**WRITTEN REQUEST A:**
Reproduce word for word the part of the sermon that opens with the words containing "For This Purpose" and closes with "second time ever.".

**SELECTED TEXT:**
◇ ◇ ◇ ◇ ◇ ◇ ◇
For This Purpose
Text: John 12:27-36
This week I was talking with some folks about what it was like to jump out of airplanes. I was explaining to them that my very first time to fly in an airplane was to Basic Training. My second time was when I was jumping out of the plane. In fact, the next fourteen or fifteen times I flew, I was jumping out of the plane. It wasn’t until I flew home to visit Katrina and family, something like my 18th flight ever, that I landed with the plane for the second time ever.
Preparing to jump out of an airplane sends all sorts of emotions through you. There is adrenaline and excitement, but there is also fear and nerves. So every time you jump you are mustering up the courage to do the most unnatural thing ever: to walk out of an airplane flying in the air. In Airborne School, some guys quit because they can’t do it. They go through the first two weeks of training and do fine. But when you get to week 3, jump week, some can’t. They can’t find it in them to go through with it. Some decide that before getting on a plane, others decide that once they get on. Most of the people who jump, understand what those people are feeling, because we felt it too. We just pushed through those fears and nerves and found something within us that propelled us to action. For me, it was 1. The desire to be a paratrooper in the 82nd Airborne Division, 2. It was the fear of being a failure who quit, 3. It was the desire to make my family and Katrina proud. Those things outweighed caving in to the fears.
Why do I bring this up today? Because in our text today we see Jesus having a real, burdensome emotion about what he is facing, yet he press forward with courage because there is something bigger and more important than his troubled soul driving him. We’re going to look at what that is today.
◇ ◇ ◇ ◇ ◇ ◇ ◇
**WRITTEN REQUEST B:**
Format the records from the line containing "Can you confirm whether any distant" through the end of the records as a Markdown table with the columns Row and Line. Give only those lines, number each one in Row, and skip blank lines.

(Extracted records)
◇ ◇ ◇ ◇ ◇ ◇ ◇
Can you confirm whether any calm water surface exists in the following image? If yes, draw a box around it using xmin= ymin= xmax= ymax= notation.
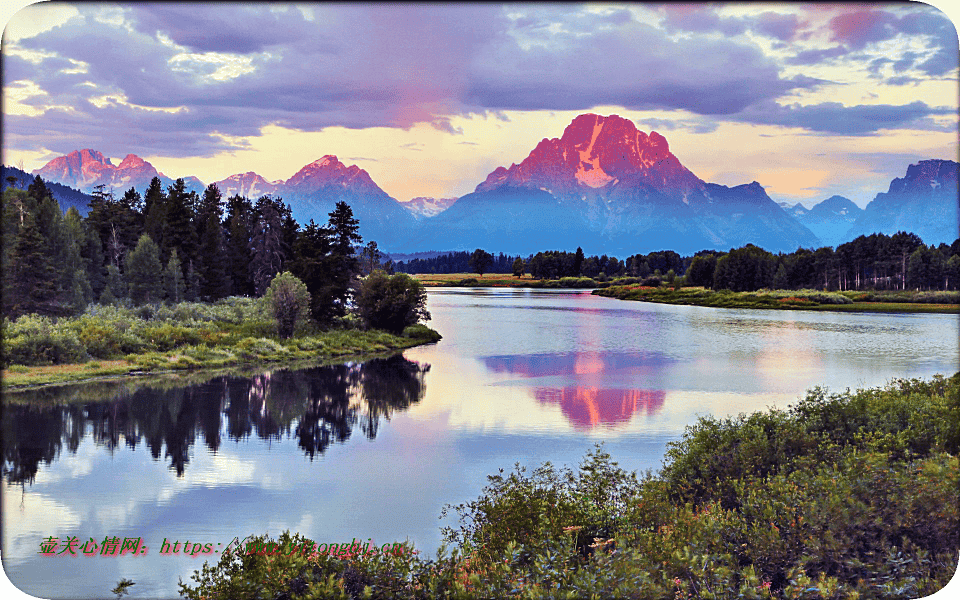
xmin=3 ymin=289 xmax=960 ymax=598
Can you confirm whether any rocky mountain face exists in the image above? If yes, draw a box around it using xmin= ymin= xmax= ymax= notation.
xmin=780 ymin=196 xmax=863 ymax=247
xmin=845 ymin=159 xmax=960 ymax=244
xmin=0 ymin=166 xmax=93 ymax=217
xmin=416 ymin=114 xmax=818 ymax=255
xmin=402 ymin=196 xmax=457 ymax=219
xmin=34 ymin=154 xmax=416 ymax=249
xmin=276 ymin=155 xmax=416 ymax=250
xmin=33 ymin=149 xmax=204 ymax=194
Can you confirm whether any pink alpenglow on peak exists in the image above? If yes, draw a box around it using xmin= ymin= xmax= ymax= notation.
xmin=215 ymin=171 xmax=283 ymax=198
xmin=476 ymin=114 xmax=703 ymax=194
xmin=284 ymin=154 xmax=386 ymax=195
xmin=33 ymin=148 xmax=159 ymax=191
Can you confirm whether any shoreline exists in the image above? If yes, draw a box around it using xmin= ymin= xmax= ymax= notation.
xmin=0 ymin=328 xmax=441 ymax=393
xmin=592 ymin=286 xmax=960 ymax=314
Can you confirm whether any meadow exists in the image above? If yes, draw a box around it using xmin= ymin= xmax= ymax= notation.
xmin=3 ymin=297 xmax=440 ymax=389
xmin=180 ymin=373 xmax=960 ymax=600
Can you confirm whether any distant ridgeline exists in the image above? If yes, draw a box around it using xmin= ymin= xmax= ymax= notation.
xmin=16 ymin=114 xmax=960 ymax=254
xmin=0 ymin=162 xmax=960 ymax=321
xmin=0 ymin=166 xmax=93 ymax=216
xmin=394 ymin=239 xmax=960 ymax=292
◇ ◇ ◇ ◇ ◇ ◇ ◇
**FINISHED ANSWER A:**
For This Purpose
Text: John 12:27-36
This week I was talking with some folks about what it was like to jump out of airplanes. I was explaining to them that my very first time to fly in an airplane was to Basic Training. My second time was when I was jumping out of the plane. In fact, the next fourteen or fifteen times I flew, I was jumping out of the plane. It wasn’t until I flew home to visit Katrina and family, something like my 18th flight ever, that I landed with the plane for the second time ever.

**FINISHED ANSWER B:**
| Row | Line |
|---|---|
| 1 | Can you confirm whether any distant ridgeline exists in the image above? If yes, draw a box around it using xmin= ymin= xmax= ymax= notation. |
| 2 | xmin=16 ymin=114 xmax=960 ymax=254 |
| 3 | xmin=0 ymin=162 xmax=960 ymax=321 |
| 4 | xmin=0 ymin=166 xmax=93 ymax=216 |
| 5 | xmin=394 ymin=239 xmax=960 ymax=292 |